# [Goal 1]
In the cpsign online-predict excerpt, why are there no arguments for choosing the predictor type?

The list of parameters are even larger than the one for predict as there are more input options, options for signature generation and modeling. Once again we can retrieved parameters by section individually, using for instance:

> java -jar cpsign-[version].jar online-predict input -h

                                      online-predict
------------------------------------------------------------------------------------------
  Input:
    -mi | --model-in                         [URI | path]
       Precomputed CPSign classification model
    -td | --train-data                       [URI | path]
       File with molecules in SMILES, SDF or JSON format (used for deriving the predictive
       model)
    -sm | --smiles                           [SMILES]
       SMILES string to predict, can optionally include a blank space and a molecule
       name/identfier
    -p  | --predict-file                     [URI | path]
       File to predict. Accepted formats are SMILES, SDF or JSON
    -e  | --endpoint                         [text]
       Endpoint property that should be used for modeling (the endoint of the model)
    -l  | --labels                           [label label] | [label,label]
       Label(s) for response values in classification mode. If a label is a negative
       numerical number, the minus sign must be escaped so that the command parser does
       not think it's a new option flag. E.g.: --labels [-1,1] (no blank-space permitted!)
       or --labels "\-1" 1

Examples Usage

TCP classification with chemical input data:

> java -jar cpsign-[version].jar online-predict \
   --license /path/to/Standard-license.license \
   --smiles O=Cc1ccc(O)c(OC)c1 \
   --endpoint "Ames test categorisation" \
   --labels mutagen,nonmutagen \
   --time \
   --percentiles 0 \
   --train-data data/ames_small.sdf.gz

Running with Standard License registered to [Name] at [Company]. Expiry
date is [Date]

Reading train file and performing signature generation..
Successfully parsed 123 molecules. Detected labels: 'mutagen'=64, 'nonmutagen'=59.
Generated 1930 new signatures.
(1 s)

Training TCP predictor..
Finished
(0 s)

Starting to do predictions..
{
     "prediction": {
             "pValues": {
                     "nonmutagen": 0.204,
                     "mutagen": 0.0
             }
     },
     "molecule": {
             "SMILES": "O=Cc1ccc(O)c(OC)c1"
     }
}
Successfully predicted 1 molecule
(0 s)

Parameters are fairly consistent with a mix of parameters for train and predict, apart for missing arguments for choosing predictor type as only TCP is available.

# [Supplied records]

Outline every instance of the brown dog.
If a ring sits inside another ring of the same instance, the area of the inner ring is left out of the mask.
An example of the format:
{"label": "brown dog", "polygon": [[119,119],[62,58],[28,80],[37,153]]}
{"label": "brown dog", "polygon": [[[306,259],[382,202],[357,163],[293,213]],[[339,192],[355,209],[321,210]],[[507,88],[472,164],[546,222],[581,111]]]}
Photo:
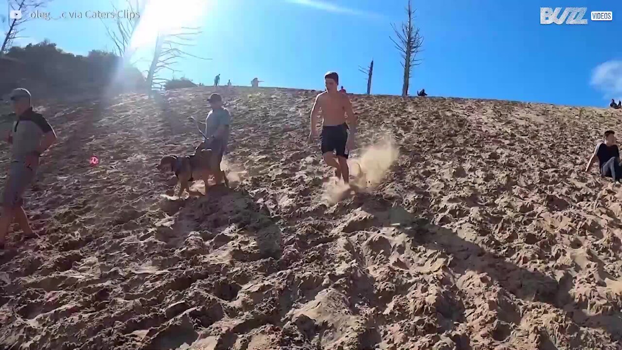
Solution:
{"label": "brown dog", "polygon": [[[211,166],[213,154],[211,149],[198,149],[193,154],[185,156],[184,157],[177,157],[176,156],[164,156],[160,159],[160,163],[157,168],[160,171],[172,171],[175,176],[177,177],[179,182],[179,191],[177,196],[181,196],[183,191],[187,191],[190,196],[202,196],[200,192],[190,191],[190,182],[196,180],[203,180],[205,183],[205,192],[207,193],[208,179],[210,175],[215,175],[215,171]],[[220,167],[218,167],[220,170]],[[225,184],[229,187],[229,181],[225,175],[225,172],[221,172],[221,176],[225,180]]]}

# [Goal 2]
Find every line in the entries that contains the string "label", matching case, and copy each of those lines.

# [Correct output 1]
Only TCP is available.

# [Correct output 2]
{"label": "brown dog", "polygon": [[119,119],[62,58],[28,80],[37,153]]}
{"label": "brown dog", "polygon": [[[306,259],[382,202],[357,163],[293,213]],[[339,192],[355,209],[321,210]],[[507,88],[472,164],[546,222],[581,111]]]}
{"label": "brown dog", "polygon": [[[211,166],[213,154],[211,149],[198,149],[193,154],[185,156],[184,157],[177,157],[176,156],[164,156],[160,159],[160,163],[157,168],[160,171],[172,171],[175,176],[177,177],[179,182],[179,191],[177,196],[181,196],[183,191],[187,191],[190,196],[202,196],[200,192],[190,191],[190,182],[196,180],[203,180],[205,183],[205,192],[207,193],[208,179],[210,175],[215,175],[215,171]],[[220,167],[218,167],[220,170]],[[225,184],[229,187],[229,181],[225,175],[225,172],[221,172],[221,176],[225,180]]]}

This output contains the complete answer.